═════ Dataset excerpts ═════
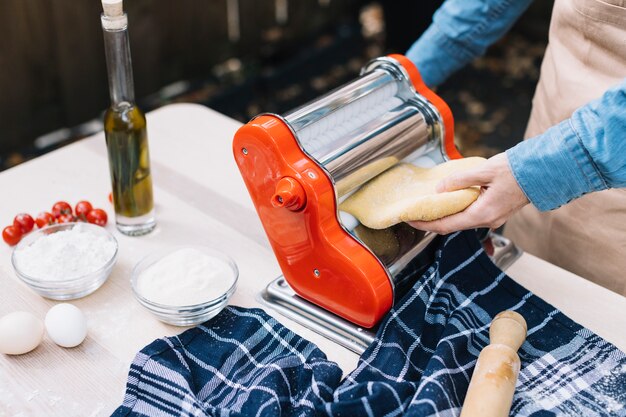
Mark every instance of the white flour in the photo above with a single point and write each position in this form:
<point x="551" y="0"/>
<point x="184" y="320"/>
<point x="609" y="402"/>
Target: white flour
<point x="185" y="277"/>
<point x="65" y="255"/>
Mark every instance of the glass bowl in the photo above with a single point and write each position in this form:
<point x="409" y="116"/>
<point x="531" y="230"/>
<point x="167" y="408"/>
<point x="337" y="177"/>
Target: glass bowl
<point x="185" y="315"/>
<point x="71" y="288"/>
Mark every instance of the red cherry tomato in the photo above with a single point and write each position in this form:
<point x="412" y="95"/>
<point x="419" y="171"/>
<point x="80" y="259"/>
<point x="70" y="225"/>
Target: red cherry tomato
<point x="61" y="208"/>
<point x="24" y="222"/>
<point x="44" y="219"/>
<point x="81" y="210"/>
<point x="12" y="235"/>
<point x="66" y="218"/>
<point x="97" y="216"/>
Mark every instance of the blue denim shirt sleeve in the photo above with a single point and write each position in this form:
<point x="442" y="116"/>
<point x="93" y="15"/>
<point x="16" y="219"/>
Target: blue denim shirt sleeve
<point x="461" y="31"/>
<point x="582" y="154"/>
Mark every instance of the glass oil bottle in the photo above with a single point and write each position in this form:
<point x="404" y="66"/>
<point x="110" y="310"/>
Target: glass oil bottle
<point x="125" y="130"/>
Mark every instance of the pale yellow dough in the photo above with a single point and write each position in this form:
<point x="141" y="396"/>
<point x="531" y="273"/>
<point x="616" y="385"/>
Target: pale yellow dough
<point x="407" y="193"/>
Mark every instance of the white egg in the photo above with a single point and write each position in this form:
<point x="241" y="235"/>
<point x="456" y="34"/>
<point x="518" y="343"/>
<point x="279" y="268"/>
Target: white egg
<point x="20" y="332"/>
<point x="66" y="325"/>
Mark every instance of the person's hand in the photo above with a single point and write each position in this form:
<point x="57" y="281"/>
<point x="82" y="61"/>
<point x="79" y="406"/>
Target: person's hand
<point x="500" y="197"/>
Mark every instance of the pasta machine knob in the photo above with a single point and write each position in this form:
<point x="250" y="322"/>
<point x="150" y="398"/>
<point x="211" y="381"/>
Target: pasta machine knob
<point x="289" y="193"/>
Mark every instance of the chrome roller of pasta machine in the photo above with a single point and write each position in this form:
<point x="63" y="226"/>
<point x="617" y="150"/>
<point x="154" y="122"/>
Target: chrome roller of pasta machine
<point x="340" y="277"/>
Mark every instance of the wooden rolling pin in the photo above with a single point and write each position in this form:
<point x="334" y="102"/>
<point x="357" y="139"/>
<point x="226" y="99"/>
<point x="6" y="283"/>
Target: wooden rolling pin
<point x="491" y="389"/>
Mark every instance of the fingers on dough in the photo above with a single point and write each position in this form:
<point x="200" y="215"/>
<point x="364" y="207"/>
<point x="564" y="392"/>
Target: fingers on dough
<point x="407" y="193"/>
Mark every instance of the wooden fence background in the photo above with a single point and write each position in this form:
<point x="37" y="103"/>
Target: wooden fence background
<point x="52" y="68"/>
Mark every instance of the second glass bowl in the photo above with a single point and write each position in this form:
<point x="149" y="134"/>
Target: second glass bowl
<point x="188" y="315"/>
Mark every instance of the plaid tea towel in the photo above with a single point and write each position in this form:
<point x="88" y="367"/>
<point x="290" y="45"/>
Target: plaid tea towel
<point x="245" y="363"/>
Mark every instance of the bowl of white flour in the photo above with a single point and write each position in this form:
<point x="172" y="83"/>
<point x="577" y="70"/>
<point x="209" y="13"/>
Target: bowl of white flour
<point x="65" y="261"/>
<point x="186" y="285"/>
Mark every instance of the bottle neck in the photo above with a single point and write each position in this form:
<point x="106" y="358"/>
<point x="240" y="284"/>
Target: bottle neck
<point x="119" y="68"/>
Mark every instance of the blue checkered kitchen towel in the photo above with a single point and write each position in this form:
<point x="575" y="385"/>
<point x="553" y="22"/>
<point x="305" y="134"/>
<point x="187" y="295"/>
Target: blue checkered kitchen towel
<point x="244" y="363"/>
═════
__Problem requirements__
Beginning at the line that holds "Mark every instance of the bowl", reproduce each line of the records above down to and including the last one.

__Written reply__
Mark every instance of the bowl of white flour in the photo above with a single point and write each position in this form:
<point x="172" y="83"/>
<point x="577" y="70"/>
<point x="209" y="13"/>
Target: bowl of white flour
<point x="65" y="261"/>
<point x="186" y="285"/>
Mark every instance of the bottle neck in the photo above with a single point and write each position in this form:
<point x="106" y="358"/>
<point x="240" y="284"/>
Target: bottle neck
<point x="119" y="68"/>
Mark every instance of the blue checkered kitchen towel in the photo above with a single point and write each position in this form:
<point x="575" y="385"/>
<point x="553" y="22"/>
<point x="305" y="134"/>
<point x="187" y="295"/>
Target: blue checkered kitchen towel
<point x="244" y="363"/>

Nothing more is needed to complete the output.